[Opening Record excerpts section]

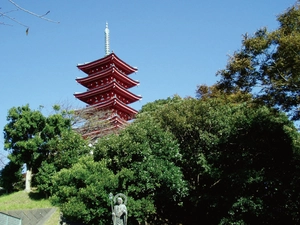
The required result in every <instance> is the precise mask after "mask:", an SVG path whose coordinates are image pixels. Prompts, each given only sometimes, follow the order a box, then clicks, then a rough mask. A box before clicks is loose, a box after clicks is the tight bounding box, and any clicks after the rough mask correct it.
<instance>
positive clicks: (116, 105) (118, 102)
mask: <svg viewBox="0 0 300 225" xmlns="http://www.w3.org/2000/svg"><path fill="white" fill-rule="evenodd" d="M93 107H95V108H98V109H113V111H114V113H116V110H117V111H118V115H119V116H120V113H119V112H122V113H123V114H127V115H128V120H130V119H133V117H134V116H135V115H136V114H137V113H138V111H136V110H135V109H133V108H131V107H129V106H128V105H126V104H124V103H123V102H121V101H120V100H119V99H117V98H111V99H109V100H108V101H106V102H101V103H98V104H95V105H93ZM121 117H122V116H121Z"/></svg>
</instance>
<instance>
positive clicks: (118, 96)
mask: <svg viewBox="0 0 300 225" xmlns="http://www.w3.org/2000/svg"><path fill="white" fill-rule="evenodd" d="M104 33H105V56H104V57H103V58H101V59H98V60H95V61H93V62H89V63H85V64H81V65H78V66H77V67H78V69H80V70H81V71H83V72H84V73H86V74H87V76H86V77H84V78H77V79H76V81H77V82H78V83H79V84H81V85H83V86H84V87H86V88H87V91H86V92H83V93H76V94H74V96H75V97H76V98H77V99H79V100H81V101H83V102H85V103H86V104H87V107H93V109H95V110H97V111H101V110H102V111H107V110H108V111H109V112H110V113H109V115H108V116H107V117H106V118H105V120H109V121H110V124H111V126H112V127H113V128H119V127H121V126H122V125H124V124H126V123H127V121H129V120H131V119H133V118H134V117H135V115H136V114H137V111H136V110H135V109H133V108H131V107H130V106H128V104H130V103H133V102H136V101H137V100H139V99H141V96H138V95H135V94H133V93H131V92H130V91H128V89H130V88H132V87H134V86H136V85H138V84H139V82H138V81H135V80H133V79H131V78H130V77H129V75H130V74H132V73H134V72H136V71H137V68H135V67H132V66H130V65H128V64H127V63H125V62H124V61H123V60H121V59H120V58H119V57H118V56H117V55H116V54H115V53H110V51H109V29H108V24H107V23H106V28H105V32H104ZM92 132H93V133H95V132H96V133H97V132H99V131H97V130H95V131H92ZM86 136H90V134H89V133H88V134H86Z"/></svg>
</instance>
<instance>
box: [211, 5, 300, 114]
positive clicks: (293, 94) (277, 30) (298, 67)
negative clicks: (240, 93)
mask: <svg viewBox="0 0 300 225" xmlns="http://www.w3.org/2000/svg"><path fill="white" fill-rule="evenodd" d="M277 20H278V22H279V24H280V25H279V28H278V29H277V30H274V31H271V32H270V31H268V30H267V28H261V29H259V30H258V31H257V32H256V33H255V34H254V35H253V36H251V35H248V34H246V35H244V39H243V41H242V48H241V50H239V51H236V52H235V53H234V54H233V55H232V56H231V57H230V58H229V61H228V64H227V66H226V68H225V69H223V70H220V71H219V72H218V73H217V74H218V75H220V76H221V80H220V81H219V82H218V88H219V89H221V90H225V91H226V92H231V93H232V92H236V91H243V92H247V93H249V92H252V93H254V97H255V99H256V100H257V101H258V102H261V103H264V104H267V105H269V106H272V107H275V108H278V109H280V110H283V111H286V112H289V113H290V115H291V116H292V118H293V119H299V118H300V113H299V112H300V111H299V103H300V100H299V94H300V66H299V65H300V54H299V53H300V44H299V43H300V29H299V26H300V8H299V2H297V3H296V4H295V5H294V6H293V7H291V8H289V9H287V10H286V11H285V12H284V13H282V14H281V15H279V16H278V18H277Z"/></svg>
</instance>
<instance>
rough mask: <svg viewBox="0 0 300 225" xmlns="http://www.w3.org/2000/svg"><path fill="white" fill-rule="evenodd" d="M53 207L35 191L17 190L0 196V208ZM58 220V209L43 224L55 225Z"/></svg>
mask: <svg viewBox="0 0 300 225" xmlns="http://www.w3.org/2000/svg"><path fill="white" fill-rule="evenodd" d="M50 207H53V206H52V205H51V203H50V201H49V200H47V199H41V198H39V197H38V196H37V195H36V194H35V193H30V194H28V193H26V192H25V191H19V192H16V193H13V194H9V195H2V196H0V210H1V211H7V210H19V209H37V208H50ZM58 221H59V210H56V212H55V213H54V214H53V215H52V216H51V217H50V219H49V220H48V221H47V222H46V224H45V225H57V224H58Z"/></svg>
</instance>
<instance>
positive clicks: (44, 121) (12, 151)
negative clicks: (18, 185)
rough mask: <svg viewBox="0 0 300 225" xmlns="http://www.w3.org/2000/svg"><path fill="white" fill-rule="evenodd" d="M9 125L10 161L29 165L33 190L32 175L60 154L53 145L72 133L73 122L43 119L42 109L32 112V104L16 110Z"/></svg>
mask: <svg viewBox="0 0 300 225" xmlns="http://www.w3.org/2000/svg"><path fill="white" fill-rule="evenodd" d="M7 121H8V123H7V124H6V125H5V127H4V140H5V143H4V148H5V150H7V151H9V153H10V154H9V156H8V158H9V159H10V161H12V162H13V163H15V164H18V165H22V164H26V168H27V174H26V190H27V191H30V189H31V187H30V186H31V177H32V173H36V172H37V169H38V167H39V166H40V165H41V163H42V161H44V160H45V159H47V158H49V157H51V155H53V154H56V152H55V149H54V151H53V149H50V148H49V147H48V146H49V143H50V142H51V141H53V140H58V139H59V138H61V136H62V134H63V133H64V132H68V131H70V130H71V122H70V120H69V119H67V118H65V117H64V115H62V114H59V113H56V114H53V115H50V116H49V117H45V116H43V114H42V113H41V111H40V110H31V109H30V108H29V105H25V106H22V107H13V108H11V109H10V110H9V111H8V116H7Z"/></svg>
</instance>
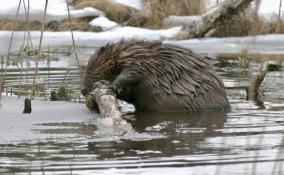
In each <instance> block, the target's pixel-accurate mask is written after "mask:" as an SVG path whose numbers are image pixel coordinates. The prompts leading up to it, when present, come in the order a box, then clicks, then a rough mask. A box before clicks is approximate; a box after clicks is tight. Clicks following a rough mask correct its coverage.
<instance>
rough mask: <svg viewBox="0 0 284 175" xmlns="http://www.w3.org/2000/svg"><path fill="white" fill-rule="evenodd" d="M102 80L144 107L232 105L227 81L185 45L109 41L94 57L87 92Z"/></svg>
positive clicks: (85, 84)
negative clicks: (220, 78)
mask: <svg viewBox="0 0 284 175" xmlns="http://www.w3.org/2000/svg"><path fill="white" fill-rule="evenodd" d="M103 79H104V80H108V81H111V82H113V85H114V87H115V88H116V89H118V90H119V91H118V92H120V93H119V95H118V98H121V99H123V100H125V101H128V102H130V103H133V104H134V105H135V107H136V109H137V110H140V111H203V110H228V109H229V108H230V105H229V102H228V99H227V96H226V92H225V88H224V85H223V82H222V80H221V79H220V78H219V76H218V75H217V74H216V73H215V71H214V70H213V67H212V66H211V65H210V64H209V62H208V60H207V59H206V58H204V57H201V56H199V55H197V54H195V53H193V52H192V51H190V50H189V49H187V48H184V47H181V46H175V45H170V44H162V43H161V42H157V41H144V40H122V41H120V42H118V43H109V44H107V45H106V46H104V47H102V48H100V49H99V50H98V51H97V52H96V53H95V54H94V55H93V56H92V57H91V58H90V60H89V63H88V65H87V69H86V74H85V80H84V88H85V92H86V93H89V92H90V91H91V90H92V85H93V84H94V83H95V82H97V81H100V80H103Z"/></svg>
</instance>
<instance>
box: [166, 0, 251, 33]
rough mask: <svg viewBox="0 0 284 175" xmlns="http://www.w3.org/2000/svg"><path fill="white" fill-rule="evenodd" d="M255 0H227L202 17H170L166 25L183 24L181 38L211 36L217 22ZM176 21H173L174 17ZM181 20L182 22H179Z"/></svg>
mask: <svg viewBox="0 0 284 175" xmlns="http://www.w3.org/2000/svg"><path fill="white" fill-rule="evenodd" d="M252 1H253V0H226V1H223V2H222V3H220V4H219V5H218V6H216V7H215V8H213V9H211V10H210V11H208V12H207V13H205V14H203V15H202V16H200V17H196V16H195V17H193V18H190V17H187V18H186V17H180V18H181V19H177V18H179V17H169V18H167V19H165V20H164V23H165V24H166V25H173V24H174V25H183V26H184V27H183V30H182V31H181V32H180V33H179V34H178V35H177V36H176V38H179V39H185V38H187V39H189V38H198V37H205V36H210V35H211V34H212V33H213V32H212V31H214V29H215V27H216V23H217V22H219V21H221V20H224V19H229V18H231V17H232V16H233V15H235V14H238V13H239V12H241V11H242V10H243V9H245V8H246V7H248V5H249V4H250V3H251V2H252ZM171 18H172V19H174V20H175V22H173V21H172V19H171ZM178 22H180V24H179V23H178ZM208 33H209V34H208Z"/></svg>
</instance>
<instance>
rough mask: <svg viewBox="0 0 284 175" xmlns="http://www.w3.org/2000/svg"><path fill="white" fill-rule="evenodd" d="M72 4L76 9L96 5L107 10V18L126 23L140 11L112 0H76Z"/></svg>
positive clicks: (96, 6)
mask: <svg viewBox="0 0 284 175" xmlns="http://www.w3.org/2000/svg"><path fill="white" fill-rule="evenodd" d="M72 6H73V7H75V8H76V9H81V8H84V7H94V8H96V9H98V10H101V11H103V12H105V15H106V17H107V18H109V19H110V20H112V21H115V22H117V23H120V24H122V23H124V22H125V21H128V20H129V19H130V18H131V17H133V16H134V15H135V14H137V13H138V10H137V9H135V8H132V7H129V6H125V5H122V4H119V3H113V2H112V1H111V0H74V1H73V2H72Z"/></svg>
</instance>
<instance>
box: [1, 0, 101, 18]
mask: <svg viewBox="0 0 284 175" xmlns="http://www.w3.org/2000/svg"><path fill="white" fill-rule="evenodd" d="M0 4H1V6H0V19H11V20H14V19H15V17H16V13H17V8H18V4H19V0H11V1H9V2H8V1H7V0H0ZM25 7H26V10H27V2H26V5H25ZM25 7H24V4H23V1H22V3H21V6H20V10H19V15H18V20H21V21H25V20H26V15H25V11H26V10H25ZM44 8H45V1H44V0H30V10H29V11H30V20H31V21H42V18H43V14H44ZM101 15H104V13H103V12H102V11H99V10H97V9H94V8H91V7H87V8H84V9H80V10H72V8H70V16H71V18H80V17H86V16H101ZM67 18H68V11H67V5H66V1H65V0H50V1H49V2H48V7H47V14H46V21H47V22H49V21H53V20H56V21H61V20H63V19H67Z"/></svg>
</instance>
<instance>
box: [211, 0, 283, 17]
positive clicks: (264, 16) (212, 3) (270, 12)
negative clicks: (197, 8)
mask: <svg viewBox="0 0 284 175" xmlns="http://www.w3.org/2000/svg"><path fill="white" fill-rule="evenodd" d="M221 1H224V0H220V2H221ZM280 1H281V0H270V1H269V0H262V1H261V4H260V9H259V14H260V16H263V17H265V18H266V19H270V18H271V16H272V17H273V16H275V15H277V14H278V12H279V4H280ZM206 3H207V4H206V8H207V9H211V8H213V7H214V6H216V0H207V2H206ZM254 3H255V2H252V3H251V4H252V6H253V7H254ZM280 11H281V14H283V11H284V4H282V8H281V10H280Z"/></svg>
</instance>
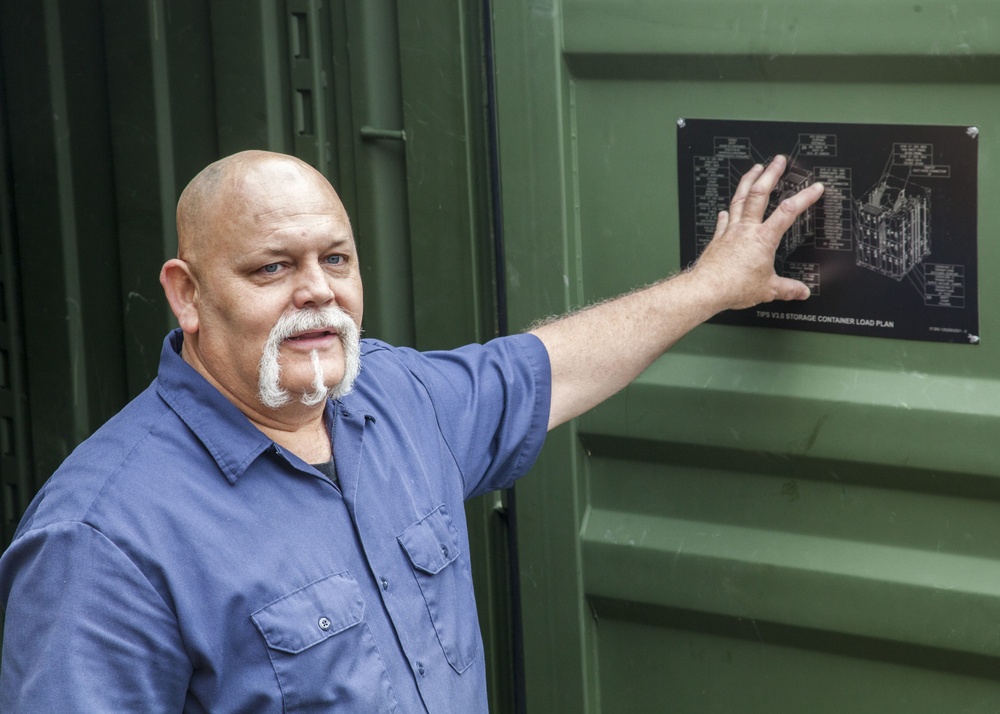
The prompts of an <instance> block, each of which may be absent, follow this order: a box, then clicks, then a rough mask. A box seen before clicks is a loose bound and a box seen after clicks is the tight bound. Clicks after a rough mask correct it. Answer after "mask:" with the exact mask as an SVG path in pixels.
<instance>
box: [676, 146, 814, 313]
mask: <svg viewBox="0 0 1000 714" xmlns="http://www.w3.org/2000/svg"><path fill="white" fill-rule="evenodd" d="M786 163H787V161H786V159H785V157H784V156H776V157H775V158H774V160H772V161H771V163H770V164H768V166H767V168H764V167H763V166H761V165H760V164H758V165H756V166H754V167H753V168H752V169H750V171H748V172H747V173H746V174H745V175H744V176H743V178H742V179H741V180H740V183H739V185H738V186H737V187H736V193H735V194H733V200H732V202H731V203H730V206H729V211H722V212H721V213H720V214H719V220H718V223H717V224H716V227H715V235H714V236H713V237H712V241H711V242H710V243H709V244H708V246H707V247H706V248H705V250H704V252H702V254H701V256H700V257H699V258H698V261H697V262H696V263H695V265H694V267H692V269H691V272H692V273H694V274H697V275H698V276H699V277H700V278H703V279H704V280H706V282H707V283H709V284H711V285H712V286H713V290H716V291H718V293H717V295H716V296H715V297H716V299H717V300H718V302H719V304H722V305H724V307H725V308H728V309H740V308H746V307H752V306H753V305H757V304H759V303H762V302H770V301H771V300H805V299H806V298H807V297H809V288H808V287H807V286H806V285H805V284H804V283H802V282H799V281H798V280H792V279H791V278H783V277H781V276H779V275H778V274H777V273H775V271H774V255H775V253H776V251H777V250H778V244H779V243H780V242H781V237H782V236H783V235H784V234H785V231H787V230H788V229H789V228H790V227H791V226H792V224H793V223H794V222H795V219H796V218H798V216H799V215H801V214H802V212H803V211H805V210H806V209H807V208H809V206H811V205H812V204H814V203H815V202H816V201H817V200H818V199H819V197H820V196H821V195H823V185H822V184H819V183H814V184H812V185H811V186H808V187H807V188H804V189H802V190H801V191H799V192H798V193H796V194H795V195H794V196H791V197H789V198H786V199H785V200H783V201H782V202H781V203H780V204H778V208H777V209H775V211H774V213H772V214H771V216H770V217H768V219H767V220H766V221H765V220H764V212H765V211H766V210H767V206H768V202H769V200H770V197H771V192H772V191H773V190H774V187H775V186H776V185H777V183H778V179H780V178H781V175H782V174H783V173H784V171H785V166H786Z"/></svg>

[Closing Record excerpts section]

Wherever the string "tight" appears in the data above, report the whole line.

## Solution for this problem
The required result in every <instance> is the precise mask after "mask:", an SVG path whose coordinates are image pixels. Prompts, each given only sometimes, follow the order a box, then clicks, then a rough mask. A box before clicks is loose, a box after clicks is the tight bounding box, and any clicks after the rough mask correct it.
In each <instance> block, the target's pixel-accurate mask is written after "mask:" as an SVG path whose numbers are image pixel coordinates. The prompts leading up to it, when present, come in the order a box, then clicks, then a rough mask. A box before clicks is approximate; a box after clicks is tight. Clicks following a rough mask correct its coverage.
The prompts of an <instance> block, each of which may be absent, follow this order: a box, then clicks, then a rough mask. A box seen before clicks is a loose bound and a box seen after clicks is the tight bound. Clicks after a rough mask correct it. Answer after "mask:" with the exact mask as an SVG path in pixels.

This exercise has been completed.